Task instructions
Can you lay out every one of the lines below as a JSON list of strings, one string per line, skipping blank lines? Leave the pictures out of the answer.

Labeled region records
__________________________________________________

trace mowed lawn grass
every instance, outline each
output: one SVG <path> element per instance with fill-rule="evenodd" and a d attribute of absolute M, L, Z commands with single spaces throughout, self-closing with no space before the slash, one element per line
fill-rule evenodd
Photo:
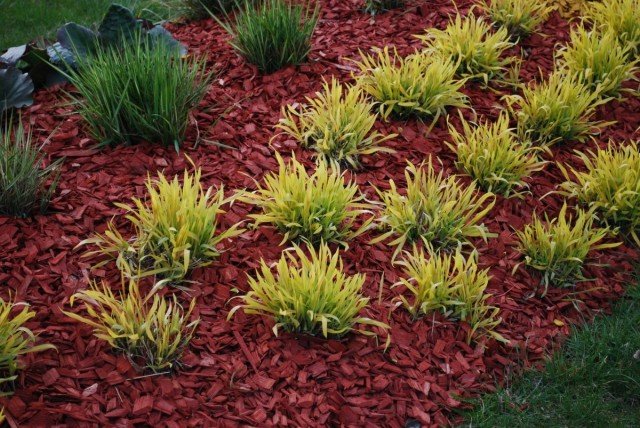
<path fill-rule="evenodd" d="M 111 3 L 159 21 L 171 16 L 176 0 L 0 0 L 0 50 L 43 36 L 54 39 L 56 30 L 70 21 L 96 26 Z"/>
<path fill-rule="evenodd" d="M 466 427 L 639 427 L 640 287 L 575 329 L 543 371 L 478 399 Z"/>

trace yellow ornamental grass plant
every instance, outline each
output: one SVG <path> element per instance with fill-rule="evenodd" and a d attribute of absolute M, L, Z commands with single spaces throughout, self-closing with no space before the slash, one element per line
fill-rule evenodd
<path fill-rule="evenodd" d="M 364 274 L 346 275 L 339 252 L 331 252 L 326 244 L 308 253 L 294 246 L 286 251 L 275 275 L 264 260 L 255 277 L 249 277 L 251 290 L 239 297 L 242 304 L 229 312 L 228 319 L 239 309 L 245 314 L 273 318 L 273 332 L 280 330 L 322 337 L 340 337 L 353 330 L 375 336 L 374 332 L 357 329 L 356 324 L 389 326 L 381 321 L 360 316 L 369 299 L 361 293 Z M 389 336 L 387 335 L 387 345 Z"/>
<path fill-rule="evenodd" d="M 463 80 L 454 80 L 456 64 L 427 53 L 406 58 L 389 47 L 374 55 L 360 53 L 356 62 L 360 73 L 356 83 L 380 104 L 380 114 L 387 119 L 398 117 L 431 117 L 433 122 L 447 113 L 449 107 L 466 107 L 467 97 L 460 88 Z"/>
<path fill-rule="evenodd" d="M 559 52 L 562 73 L 578 76 L 591 91 L 603 97 L 620 94 L 625 80 L 635 79 L 638 60 L 630 60 L 631 47 L 623 45 L 612 31 L 588 31 L 580 26 Z"/>
<path fill-rule="evenodd" d="M 16 313 L 16 309 L 22 309 Z M 13 315 L 12 315 L 13 314 Z M 22 302 L 5 302 L 0 298 L 0 396 L 8 395 L 13 381 L 18 377 L 21 355 L 56 349 L 53 345 L 35 345 L 36 336 L 25 327 L 25 323 L 36 313 Z"/>
<path fill-rule="evenodd" d="M 538 148 L 518 142 L 506 112 L 494 123 L 475 127 L 462 119 L 462 132 L 453 125 L 449 132 L 453 144 L 447 145 L 458 157 L 456 167 L 482 190 L 505 197 L 520 195 L 519 190 L 526 186 L 523 180 L 544 167 L 545 162 L 537 158 Z"/>
<path fill-rule="evenodd" d="M 555 72 L 546 82 L 524 86 L 522 95 L 505 99 L 518 121 L 519 137 L 534 145 L 582 142 L 608 124 L 590 119 L 609 98 L 590 91 L 578 76 Z"/>
<path fill-rule="evenodd" d="M 464 186 L 456 176 L 445 177 L 442 171 L 436 174 L 431 158 L 420 168 L 409 163 L 405 178 L 405 192 L 401 193 L 393 180 L 389 190 L 376 189 L 384 205 L 378 223 L 387 232 L 372 243 L 393 237 L 389 245 L 396 247 L 394 259 L 405 244 L 416 241 L 451 249 L 467 244 L 469 238 L 495 236 L 479 224 L 495 204 L 495 196 L 478 196 L 475 182 Z"/>
<path fill-rule="evenodd" d="M 536 31 L 553 7 L 530 0 L 482 0 L 482 10 L 513 37 L 526 37 Z"/>
<path fill-rule="evenodd" d="M 630 142 L 595 153 L 577 152 L 585 168 L 559 165 L 561 192 L 593 209 L 610 228 L 619 228 L 640 245 L 640 146 Z"/>
<path fill-rule="evenodd" d="M 500 324 L 499 309 L 490 306 L 485 293 L 489 285 L 489 269 L 480 270 L 477 253 L 468 257 L 457 249 L 453 254 L 422 250 L 414 246 L 398 265 L 404 267 L 406 278 L 396 285 L 404 285 L 412 294 L 411 302 L 400 296 L 403 306 L 414 316 L 440 311 L 445 316 L 466 321 L 471 326 L 468 341 L 476 334 L 506 341 L 494 328 Z"/>
<path fill-rule="evenodd" d="M 91 326 L 94 335 L 122 352 L 138 369 L 153 372 L 179 367 L 182 352 L 189 344 L 199 320 L 189 321 L 195 299 L 187 311 L 172 299 L 157 293 L 143 296 L 138 281 L 122 280 L 122 291 L 116 296 L 108 284 L 92 283 L 89 289 L 71 296 L 84 302 L 88 316 L 64 312 L 69 317 Z"/>
<path fill-rule="evenodd" d="M 301 111 L 292 106 L 282 109 L 283 118 L 276 125 L 304 147 L 314 148 L 327 161 L 360 166 L 359 158 L 376 152 L 393 150 L 381 144 L 396 135 L 384 137 L 372 132 L 377 115 L 373 105 L 359 88 L 346 89 L 335 79 L 323 86 L 316 98 L 307 98 Z"/>
<path fill-rule="evenodd" d="M 444 30 L 430 28 L 426 35 L 416 37 L 426 44 L 431 55 L 455 62 L 458 75 L 485 83 L 513 62 L 502 58 L 504 51 L 514 45 L 507 30 L 492 31 L 490 24 L 473 14 L 464 19 L 458 14 Z"/>
<path fill-rule="evenodd" d="M 267 174 L 264 185 L 258 183 L 255 192 L 242 196 L 243 201 L 262 210 L 249 216 L 256 226 L 275 226 L 284 234 L 282 243 L 337 242 L 345 247 L 348 240 L 370 228 L 374 206 L 360 194 L 357 184 L 345 184 L 337 168 L 320 162 L 309 175 L 295 157 L 285 163 L 279 154 L 276 156 L 278 172 Z M 363 214 L 371 215 L 354 230 L 358 217 Z"/>
<path fill-rule="evenodd" d="M 224 213 L 221 207 L 234 198 L 225 198 L 223 188 L 205 191 L 201 175 L 199 168 L 194 174 L 185 170 L 182 183 L 177 176 L 169 181 L 162 173 L 157 180 L 149 177 L 147 202 L 134 198 L 133 206 L 116 204 L 126 210 L 126 219 L 133 226 L 131 240 L 111 224 L 104 235 L 79 245 L 97 245 L 98 250 L 87 255 L 116 258 L 123 272 L 142 271 L 145 276 L 158 275 L 165 282 L 179 283 L 191 269 L 217 258 L 220 242 L 242 232 L 238 225 L 217 232 L 218 216 Z"/>
<path fill-rule="evenodd" d="M 567 216 L 567 205 L 554 220 L 540 220 L 534 214 L 531 224 L 517 232 L 518 250 L 526 266 L 540 271 L 544 294 L 548 287 L 571 286 L 584 279 L 582 267 L 589 251 L 614 248 L 620 243 L 600 243 L 608 228 L 593 226 L 593 211 L 577 210 L 575 220 Z"/>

__________________________________________________

Answer below
[
  "trace mowed lawn grass",
  "every instance, outline each",
  "output: one SVG <path> element per instance with fill-rule=\"evenodd\" and a d attribute of absolute M, L, Z commands with single spaces throughout, self-closing with no space before the slash, one element per line",
  "fill-rule evenodd",
  "Photo:",
  "<path fill-rule=\"evenodd\" d=\"M 111 3 L 159 21 L 171 16 L 176 0 L 0 0 L 0 50 L 43 36 L 54 39 L 56 30 L 70 21 L 96 26 Z\"/>",
  "<path fill-rule=\"evenodd\" d=\"M 466 427 L 639 427 L 640 287 L 575 329 L 543 371 L 478 399 Z\"/>",
  "trace yellow ornamental grass plant",
  "every instance, outline each",
  "output: one SVG <path> element per instance with fill-rule=\"evenodd\" and a d attribute of absolute M, L, Z commands with single spaces throughout, self-closing with no space before the slash, one element per line",
  "fill-rule evenodd",
  "<path fill-rule=\"evenodd\" d=\"M 364 274 L 346 275 L 339 252 L 331 252 L 326 244 L 308 253 L 294 246 L 286 251 L 275 275 L 264 260 L 255 277 L 249 277 L 251 290 L 239 297 L 242 304 L 229 312 L 228 319 L 239 309 L 245 314 L 273 318 L 273 332 L 280 330 L 322 337 L 340 337 L 353 330 L 375 336 L 374 332 L 357 329 L 356 324 L 389 326 L 381 321 L 360 316 L 369 299 L 361 293 Z M 389 336 L 387 335 L 387 345 Z\"/>",
  "<path fill-rule=\"evenodd\" d=\"M 463 80 L 454 80 L 456 64 L 427 53 L 406 58 L 389 47 L 374 55 L 360 53 L 356 62 L 360 73 L 356 83 L 380 104 L 380 114 L 387 119 L 398 117 L 431 117 L 433 122 L 447 113 L 449 107 L 466 107 L 467 97 L 460 88 Z\"/>",
  "<path fill-rule=\"evenodd\" d=\"M 559 52 L 562 73 L 578 76 L 591 91 L 603 97 L 620 94 L 625 80 L 635 79 L 638 60 L 630 60 L 631 47 L 623 45 L 612 31 L 588 31 L 580 26 Z\"/>",
  "<path fill-rule=\"evenodd\" d=\"M 16 313 L 16 309 L 22 309 Z M 13 315 L 12 315 L 13 314 Z M 22 302 L 5 302 L 0 298 L 0 396 L 8 395 L 13 381 L 18 377 L 21 355 L 56 349 L 53 345 L 35 345 L 36 336 L 25 327 L 25 323 L 36 313 Z\"/>",
  "<path fill-rule=\"evenodd\" d=\"M 538 148 L 518 142 L 506 112 L 494 123 L 475 127 L 462 119 L 462 132 L 453 125 L 449 132 L 453 144 L 447 145 L 458 157 L 456 167 L 482 190 L 505 197 L 520 195 L 519 190 L 526 186 L 523 180 L 544 167 L 545 162 L 537 158 Z\"/>",
  "<path fill-rule=\"evenodd\" d=\"M 555 72 L 546 82 L 524 86 L 522 95 L 505 99 L 518 121 L 519 137 L 534 145 L 582 142 L 608 124 L 590 119 L 609 98 L 590 91 L 578 76 Z\"/>",
  "<path fill-rule=\"evenodd\" d=\"M 464 186 L 456 176 L 445 177 L 442 171 L 436 174 L 431 158 L 420 168 L 409 163 L 405 178 L 405 192 L 401 193 L 393 180 L 389 190 L 376 189 L 384 205 L 378 223 L 387 232 L 372 243 L 393 237 L 389 245 L 396 247 L 394 259 L 405 244 L 416 241 L 451 249 L 467 244 L 469 238 L 495 236 L 479 224 L 495 204 L 495 196 L 478 196 L 475 182 Z\"/>",
  "<path fill-rule=\"evenodd\" d=\"M 536 31 L 553 7 L 530 0 L 482 0 L 482 10 L 513 37 L 526 37 Z\"/>",
  "<path fill-rule=\"evenodd\" d=\"M 630 142 L 595 153 L 577 152 L 585 168 L 559 165 L 561 192 L 593 209 L 610 228 L 619 228 L 640 245 L 640 146 Z\"/>",
  "<path fill-rule=\"evenodd\" d=\"M 500 324 L 499 309 L 490 306 L 485 293 L 489 285 L 489 269 L 480 270 L 477 253 L 468 257 L 457 249 L 453 254 L 422 250 L 414 246 L 398 265 L 404 267 L 406 278 L 396 285 L 404 285 L 412 294 L 411 302 L 400 296 L 403 306 L 414 316 L 440 311 L 445 316 L 466 321 L 471 326 L 468 341 L 476 334 L 506 341 L 494 328 Z\"/>",
  "<path fill-rule=\"evenodd\" d=\"M 91 326 L 94 335 L 122 352 L 138 369 L 153 372 L 179 367 L 182 352 L 189 344 L 199 320 L 189 321 L 195 299 L 187 311 L 172 299 L 157 293 L 143 296 L 138 281 L 122 280 L 122 291 L 116 296 L 108 284 L 92 283 L 89 289 L 71 296 L 84 302 L 88 316 L 64 312 L 69 317 Z\"/>",
  "<path fill-rule=\"evenodd\" d=\"M 301 111 L 292 106 L 282 109 L 283 118 L 276 125 L 304 147 L 314 148 L 327 161 L 360 166 L 359 158 L 376 152 L 393 150 L 381 144 L 396 135 L 384 137 L 372 132 L 377 115 L 373 105 L 359 88 L 346 89 L 335 79 L 323 86 L 316 98 L 307 98 Z\"/>",
  "<path fill-rule=\"evenodd\" d=\"M 444 30 L 430 28 L 426 35 L 416 37 L 426 44 L 431 55 L 455 62 L 458 75 L 485 83 L 513 62 L 502 58 L 504 51 L 514 45 L 507 30 L 492 31 L 490 24 L 473 14 L 464 19 L 458 14 Z\"/>",
  "<path fill-rule=\"evenodd\" d=\"M 267 174 L 264 185 L 258 183 L 255 192 L 242 196 L 243 201 L 262 210 L 249 216 L 256 226 L 275 226 L 284 234 L 282 243 L 337 242 L 345 247 L 348 240 L 370 228 L 374 206 L 360 194 L 357 184 L 345 184 L 337 168 L 320 162 L 309 175 L 295 157 L 285 163 L 279 154 L 276 156 L 278 172 Z M 363 214 L 371 215 L 354 230 L 358 217 Z\"/>",
  "<path fill-rule=\"evenodd\" d=\"M 224 213 L 221 207 L 234 198 L 225 198 L 223 188 L 205 191 L 201 175 L 199 168 L 194 174 L 185 170 L 182 183 L 177 176 L 169 181 L 162 173 L 157 180 L 149 177 L 147 202 L 134 198 L 133 206 L 116 204 L 126 210 L 126 219 L 133 226 L 131 240 L 111 224 L 104 235 L 79 245 L 97 245 L 98 250 L 87 255 L 116 258 L 123 272 L 142 271 L 145 276 L 158 275 L 165 282 L 179 283 L 191 269 L 217 258 L 220 242 L 242 232 L 238 225 L 217 232 L 218 216 Z\"/>",
  "<path fill-rule=\"evenodd\" d=\"M 567 216 L 567 205 L 554 220 L 540 220 L 534 214 L 531 224 L 517 232 L 518 250 L 526 266 L 540 271 L 544 294 L 548 287 L 571 286 L 584 279 L 582 267 L 589 251 L 614 248 L 620 243 L 600 243 L 608 228 L 593 226 L 593 211 L 577 210 L 575 220 Z\"/>"
]